An exact copy of all the data is required, with pictures left out.

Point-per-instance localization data
▬▬▬

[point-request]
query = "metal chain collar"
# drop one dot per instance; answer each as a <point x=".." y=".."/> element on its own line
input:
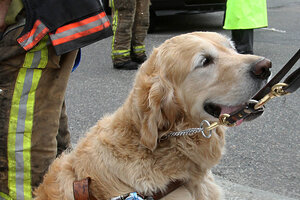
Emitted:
<point x="204" y="124"/>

▬▬▬

#### [RESULT FOR THIS TASK]
[point-request]
query = "metal chain collar"
# drop one dot per instance; answer each as a <point x=".." y=".."/> element on its own line
input:
Emitted:
<point x="204" y="124"/>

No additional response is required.